- **Dataset content**:
_ _ _

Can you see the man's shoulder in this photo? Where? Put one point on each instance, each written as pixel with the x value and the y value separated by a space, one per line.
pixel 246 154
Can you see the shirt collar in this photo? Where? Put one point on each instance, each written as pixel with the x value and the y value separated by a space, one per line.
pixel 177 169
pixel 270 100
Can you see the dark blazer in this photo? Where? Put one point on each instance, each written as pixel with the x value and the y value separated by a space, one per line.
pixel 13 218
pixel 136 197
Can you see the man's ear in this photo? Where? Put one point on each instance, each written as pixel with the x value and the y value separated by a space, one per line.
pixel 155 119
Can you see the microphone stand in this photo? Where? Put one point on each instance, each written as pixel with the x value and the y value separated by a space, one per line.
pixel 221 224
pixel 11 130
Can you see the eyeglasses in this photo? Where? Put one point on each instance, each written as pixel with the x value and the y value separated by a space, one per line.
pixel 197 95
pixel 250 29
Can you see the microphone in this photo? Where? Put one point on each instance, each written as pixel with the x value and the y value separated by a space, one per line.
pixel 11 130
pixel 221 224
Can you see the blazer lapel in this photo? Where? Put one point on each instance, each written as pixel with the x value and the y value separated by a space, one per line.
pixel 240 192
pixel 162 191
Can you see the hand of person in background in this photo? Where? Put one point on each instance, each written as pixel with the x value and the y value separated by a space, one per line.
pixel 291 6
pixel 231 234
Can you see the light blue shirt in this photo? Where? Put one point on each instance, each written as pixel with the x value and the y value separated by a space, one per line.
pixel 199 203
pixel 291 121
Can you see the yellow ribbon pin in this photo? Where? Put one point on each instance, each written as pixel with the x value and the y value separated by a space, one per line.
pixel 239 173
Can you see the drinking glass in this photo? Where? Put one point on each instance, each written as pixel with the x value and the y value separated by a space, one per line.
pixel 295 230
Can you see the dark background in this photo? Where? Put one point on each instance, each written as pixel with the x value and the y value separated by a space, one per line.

_ _ _

- **Task instructions**:
The records above must be reproduced word for word.

- **Answer space**:
Can you see the man's shoulder in this photo? Where? Put one point on each instance, each written as pixel with the x value and the y value separated by a space, one per line.
pixel 246 154
Can you see the shirt collar in this photo? Where? Put one point on each instance, each written as pixel with the x value and the y value separated by a space, one per line.
pixel 177 169
pixel 270 100
Can you see the dark blazer in this photo? Where? Put one point on each instance, each written as pixel with the x value and the y value separated by a space, one per line.
pixel 13 218
pixel 136 197
Can you see the man's ear in this photo? Where? Put one point on each instance, each written as pixel with the x value and the y value separated by a space, one per line.
pixel 155 119
Can you see the microphone stand in this photo? Where? Put one point on each instance, each written as pixel with the x value and the y value separated by a space, one per line.
pixel 221 224
pixel 11 130
Can you see the eyeglasses in this photo? Where? Put one point on each instance, each written as pixel with the x value and the y value separated by a space, one per line.
pixel 197 95
pixel 250 29
Can you see the microphone in this photo? Where? Put one point on each instance, each written as pixel with the x value and the y value separated by a space, one per line.
pixel 11 130
pixel 221 224
Can you see the blazer lapel in this photo? Where? Put one point on each instance, each written as pixel with the x value and the y value separated by a space, one per line.
pixel 240 192
pixel 162 191
Can you see the hand of person in background in this photo? Where? Put one point on each instance, each written as pixel with the x value and the y value separated by a space, one per line.
pixel 291 6
pixel 231 234
Can you see the light blue shirt in this photo? Where? Put one point on each instance, each written as pixel with the x value and the y value separated by a space, one per line.
pixel 199 203
pixel 291 121
Can you see the yellow ribbon pin in this photo? Where? Put one point on each instance, each written as pixel with the x value and the y value separated by a space, one per line.
pixel 239 173
Can you see the drinking glass in this photo? Where? Put one point on each instance, each written as pixel with the x value and the y value separated by a space, one per line.
pixel 295 230
Can you see the dark background in this photo? Where? Put one point on each instance, each written as pixel with the x value and the y value separated by a space, one per line.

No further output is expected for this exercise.